(Passage shown):
Written by on May 27, 2013

The competitiveness of the teen apparel industry was apparent in Abercrombie’s ANF first-quarter results today, with both the top and bottom lines falling short of investor expectations. The continuous discounting to attract a cautious consumer in order to drive traffic persisted, impairing any pricing power Abercrombie could wield and reinforcing the view that the company lacks an economic moat. Abercrombie is not out of the danger zone yet, and analysts expect the remainder of the year to result in weak performance (in line with management’s guidance).

With shares trading below $50 this morning (down more than 10%), there could be more downside risk in the stock and would wait to initiate a position. While it wasn’t surprising that management did not address some of the negative media press surrounding an old video clip of the company’s CEO that resurfaced recently, this could weigh on the brand image in the near term.

(Material provided):
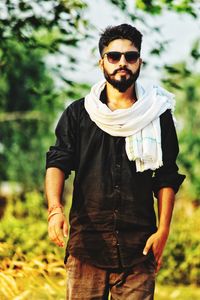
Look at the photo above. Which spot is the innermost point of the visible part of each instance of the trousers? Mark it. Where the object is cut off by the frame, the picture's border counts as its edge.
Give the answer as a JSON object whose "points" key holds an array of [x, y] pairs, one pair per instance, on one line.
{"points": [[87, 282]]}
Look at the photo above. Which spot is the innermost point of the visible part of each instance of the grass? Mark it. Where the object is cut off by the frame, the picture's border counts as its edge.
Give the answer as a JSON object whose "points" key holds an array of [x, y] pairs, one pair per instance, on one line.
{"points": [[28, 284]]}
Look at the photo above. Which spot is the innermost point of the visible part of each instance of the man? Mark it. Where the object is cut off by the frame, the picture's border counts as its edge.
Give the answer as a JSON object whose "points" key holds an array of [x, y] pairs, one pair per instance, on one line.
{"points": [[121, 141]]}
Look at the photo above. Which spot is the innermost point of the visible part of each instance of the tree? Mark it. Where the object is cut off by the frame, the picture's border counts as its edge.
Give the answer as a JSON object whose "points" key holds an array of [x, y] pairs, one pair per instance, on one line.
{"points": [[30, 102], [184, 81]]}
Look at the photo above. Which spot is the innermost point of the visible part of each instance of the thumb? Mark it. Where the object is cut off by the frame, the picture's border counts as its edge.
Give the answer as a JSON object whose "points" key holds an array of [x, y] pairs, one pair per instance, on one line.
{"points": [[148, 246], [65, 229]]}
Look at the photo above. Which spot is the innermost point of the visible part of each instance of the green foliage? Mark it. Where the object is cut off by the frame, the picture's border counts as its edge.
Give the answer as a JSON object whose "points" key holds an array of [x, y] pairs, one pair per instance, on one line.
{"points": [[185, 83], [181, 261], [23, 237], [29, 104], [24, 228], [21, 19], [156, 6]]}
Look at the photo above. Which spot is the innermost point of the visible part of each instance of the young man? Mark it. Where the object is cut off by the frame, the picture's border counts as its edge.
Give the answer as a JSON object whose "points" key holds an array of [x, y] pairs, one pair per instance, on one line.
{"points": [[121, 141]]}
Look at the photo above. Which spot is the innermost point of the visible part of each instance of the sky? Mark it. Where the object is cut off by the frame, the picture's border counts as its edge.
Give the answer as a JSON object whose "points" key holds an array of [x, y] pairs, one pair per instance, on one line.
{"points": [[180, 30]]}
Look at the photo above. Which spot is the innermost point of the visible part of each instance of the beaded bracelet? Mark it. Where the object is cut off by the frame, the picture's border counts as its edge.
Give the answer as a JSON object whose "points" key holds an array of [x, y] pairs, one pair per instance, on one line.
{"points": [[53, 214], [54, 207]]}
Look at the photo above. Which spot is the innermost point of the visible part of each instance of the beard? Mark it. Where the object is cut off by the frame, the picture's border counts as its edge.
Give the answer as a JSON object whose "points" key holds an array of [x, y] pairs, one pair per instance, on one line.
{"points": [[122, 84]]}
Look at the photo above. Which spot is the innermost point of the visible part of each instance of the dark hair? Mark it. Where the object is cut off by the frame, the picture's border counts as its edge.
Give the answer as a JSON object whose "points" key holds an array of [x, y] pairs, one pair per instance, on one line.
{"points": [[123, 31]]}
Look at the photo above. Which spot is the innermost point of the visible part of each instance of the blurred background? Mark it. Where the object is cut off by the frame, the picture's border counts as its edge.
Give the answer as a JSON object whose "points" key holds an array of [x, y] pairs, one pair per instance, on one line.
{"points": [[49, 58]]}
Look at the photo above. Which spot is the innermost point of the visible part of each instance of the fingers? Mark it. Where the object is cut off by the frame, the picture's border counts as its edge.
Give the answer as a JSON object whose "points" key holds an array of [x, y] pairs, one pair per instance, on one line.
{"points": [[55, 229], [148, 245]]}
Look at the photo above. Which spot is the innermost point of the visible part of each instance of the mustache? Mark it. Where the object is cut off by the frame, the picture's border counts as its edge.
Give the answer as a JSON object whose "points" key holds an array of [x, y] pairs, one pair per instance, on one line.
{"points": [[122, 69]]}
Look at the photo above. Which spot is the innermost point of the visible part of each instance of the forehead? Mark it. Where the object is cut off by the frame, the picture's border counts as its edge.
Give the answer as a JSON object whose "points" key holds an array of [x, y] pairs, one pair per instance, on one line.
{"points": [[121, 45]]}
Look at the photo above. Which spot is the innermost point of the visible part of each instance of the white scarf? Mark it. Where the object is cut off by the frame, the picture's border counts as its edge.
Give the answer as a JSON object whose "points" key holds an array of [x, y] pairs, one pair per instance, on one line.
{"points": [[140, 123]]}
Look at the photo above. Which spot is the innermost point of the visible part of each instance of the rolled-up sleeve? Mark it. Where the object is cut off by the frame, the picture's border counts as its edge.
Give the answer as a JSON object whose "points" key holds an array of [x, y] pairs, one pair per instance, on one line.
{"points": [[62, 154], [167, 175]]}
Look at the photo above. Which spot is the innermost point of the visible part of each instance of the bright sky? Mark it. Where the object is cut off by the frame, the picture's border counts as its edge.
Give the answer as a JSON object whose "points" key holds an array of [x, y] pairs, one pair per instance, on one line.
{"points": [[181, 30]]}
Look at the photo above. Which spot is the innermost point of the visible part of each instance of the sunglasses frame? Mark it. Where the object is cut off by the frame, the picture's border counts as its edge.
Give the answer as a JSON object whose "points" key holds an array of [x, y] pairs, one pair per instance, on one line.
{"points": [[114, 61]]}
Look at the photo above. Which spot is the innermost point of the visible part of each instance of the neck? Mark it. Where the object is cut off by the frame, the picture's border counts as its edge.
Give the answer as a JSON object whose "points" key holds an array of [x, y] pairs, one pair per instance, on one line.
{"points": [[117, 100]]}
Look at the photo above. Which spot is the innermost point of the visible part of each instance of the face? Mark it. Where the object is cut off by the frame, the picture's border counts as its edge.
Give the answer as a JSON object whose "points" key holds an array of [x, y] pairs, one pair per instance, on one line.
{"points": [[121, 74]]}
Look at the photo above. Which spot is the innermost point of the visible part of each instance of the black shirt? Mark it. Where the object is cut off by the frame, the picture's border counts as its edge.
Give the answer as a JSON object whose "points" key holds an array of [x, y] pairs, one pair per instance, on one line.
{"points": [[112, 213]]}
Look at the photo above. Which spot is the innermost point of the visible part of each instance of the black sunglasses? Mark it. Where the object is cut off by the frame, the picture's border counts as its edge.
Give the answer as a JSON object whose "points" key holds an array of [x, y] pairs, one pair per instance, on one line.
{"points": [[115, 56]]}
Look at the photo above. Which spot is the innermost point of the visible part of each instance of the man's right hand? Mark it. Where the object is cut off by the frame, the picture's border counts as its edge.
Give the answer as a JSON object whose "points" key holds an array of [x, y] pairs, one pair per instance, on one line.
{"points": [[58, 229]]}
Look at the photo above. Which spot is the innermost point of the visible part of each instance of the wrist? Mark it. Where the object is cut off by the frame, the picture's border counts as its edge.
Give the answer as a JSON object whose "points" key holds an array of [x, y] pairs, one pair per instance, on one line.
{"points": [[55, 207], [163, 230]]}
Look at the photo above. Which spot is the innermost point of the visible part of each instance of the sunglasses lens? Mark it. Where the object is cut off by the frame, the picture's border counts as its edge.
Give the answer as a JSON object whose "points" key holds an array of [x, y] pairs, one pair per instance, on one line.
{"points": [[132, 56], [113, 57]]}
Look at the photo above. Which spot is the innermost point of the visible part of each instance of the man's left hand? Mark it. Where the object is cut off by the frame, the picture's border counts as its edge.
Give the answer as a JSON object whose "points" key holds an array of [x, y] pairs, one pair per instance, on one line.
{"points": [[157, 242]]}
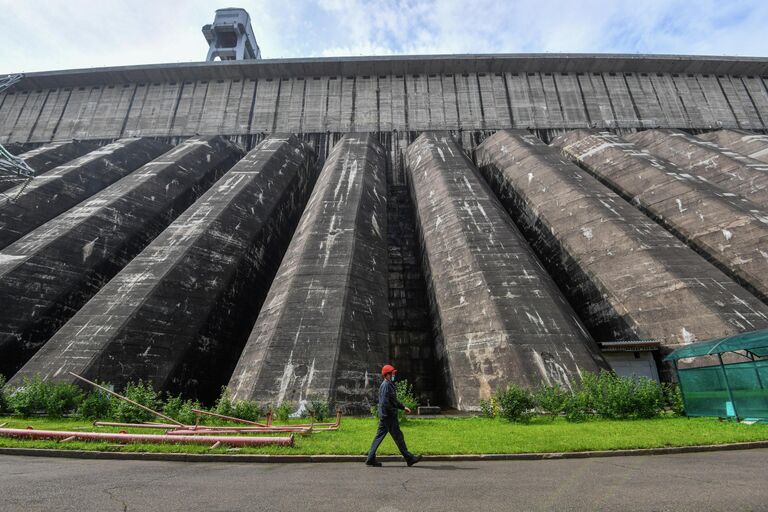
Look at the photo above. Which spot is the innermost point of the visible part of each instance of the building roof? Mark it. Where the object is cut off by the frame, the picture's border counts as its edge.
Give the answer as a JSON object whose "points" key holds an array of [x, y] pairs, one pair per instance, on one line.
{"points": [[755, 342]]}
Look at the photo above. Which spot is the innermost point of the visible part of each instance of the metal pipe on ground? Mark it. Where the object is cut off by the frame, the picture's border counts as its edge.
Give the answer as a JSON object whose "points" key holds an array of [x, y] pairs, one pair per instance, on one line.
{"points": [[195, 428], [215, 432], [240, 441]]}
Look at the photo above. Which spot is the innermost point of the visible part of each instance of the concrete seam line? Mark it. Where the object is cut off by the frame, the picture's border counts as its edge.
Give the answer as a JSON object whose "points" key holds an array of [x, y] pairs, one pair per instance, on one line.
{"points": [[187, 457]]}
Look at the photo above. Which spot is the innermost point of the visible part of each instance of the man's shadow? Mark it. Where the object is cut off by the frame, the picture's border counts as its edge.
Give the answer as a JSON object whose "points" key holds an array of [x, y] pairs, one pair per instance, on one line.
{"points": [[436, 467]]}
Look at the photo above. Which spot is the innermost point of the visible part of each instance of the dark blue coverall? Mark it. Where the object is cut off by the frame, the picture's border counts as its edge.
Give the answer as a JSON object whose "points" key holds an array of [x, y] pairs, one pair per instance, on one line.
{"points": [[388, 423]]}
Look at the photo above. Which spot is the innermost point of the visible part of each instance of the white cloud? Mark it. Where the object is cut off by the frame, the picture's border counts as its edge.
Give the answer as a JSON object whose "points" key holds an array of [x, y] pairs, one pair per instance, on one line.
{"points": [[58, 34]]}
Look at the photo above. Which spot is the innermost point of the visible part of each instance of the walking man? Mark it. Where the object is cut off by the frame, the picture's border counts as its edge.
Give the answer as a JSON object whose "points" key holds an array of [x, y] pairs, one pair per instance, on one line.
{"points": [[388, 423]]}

(Tasks and exercises):
1. Answer these from the Abercrombie passage, each on its own line:
(a) On what date was it written?
(b) Below what price were shares trading that morning?
(c) What do analysts expect for the rest of the year?
2. List every number written in digits in the Abercrombie passage.
3. Write a continuation of the Abercrombie passage, starting after its final sentence.

(Task-by-task outputs):
1.
(a) May 27, 2013
(b) $50
(c) Weak performance, in line with management's guidance

2. 27, 2013, $50, 10%

3.
Management mishaps aren’t rare at Abercrombie, and investors are beginning to wonder when the board will decide that experience no longer trumps brand image. Not all press is good press. Brand image may already not be resonating as well with customers as it has in the past, as evidenced by management’s downward revision to fiscal 2013 earnings per share guidance to $3.15 to $3.25 per share (from $3.35-$3.45) and the first-quarter comparable store sales decline in the low-single-digit range. This is lapping low-single-digit comp declines for the prior-year period.

The first quarter fell short of expectations on both top and bottom lines. Total revenue declined 9% to $839 million, affected by total comparable store sales falling 15%. This was composed of a comp decline at the stores of 17% and online of 6%, which some analysts found shocking. E-commerce has been a source of strength at almost all of the other major apparel retailers.

Management offered that sales were weaker because of delayed deliveries throughout the quarter and that weather affected sales both domestically and internationally, but the brand’s troubles resonating with customers was at play. The gross margin rate expanded 720 basis points year over year, to 65.9%, helped by better mix and lower product costs (cotton). Operating expenses contracted slightly year over year with lower payroll and maintenance and incentive compensation.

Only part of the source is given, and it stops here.